■ WORK REQUIRED: Filter the material below, copying each line that contains the string "kind". Matching is case-sensitive.
# start of EXERCISE INPUT
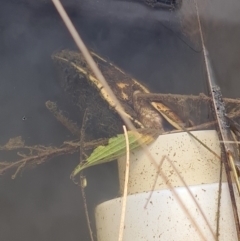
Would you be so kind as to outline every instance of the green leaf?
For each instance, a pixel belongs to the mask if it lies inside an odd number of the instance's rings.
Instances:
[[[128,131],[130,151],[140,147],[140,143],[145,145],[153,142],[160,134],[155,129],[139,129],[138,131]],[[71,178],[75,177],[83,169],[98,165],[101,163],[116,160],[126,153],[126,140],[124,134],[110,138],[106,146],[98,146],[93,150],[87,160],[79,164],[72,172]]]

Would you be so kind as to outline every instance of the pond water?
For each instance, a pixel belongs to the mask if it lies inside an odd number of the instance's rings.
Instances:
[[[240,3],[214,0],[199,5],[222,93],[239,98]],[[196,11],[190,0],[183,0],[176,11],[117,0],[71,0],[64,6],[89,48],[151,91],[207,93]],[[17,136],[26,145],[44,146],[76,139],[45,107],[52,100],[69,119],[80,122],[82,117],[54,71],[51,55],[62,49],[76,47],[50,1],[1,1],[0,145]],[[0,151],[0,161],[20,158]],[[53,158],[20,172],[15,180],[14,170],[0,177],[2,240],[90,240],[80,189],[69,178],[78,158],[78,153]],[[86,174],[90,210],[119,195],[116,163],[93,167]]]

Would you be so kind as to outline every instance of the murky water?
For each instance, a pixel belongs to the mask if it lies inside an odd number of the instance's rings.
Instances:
# end of EXERCISE INPUT
# start of EXERCISE INPUT
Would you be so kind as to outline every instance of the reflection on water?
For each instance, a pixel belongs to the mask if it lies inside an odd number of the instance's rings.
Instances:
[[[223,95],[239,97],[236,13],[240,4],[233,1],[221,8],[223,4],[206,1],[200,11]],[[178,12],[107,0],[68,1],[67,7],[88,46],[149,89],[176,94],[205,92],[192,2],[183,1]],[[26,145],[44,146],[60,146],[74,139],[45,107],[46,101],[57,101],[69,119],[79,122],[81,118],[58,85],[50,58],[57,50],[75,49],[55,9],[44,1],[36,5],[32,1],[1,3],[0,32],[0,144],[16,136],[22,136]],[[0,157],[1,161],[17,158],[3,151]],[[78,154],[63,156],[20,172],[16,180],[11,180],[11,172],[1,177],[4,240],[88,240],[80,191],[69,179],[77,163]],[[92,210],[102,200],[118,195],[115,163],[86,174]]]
# end of EXERCISE INPUT
■ ANSWER IN FULL:
Would you be so kind as to outline every instance of the green leaf?
Would you be so kind as to outline every instance of the pond water?
Would you be so kind as to outline every instance of the murky water?
Would you be so kind as to outline every instance of the reflection on water?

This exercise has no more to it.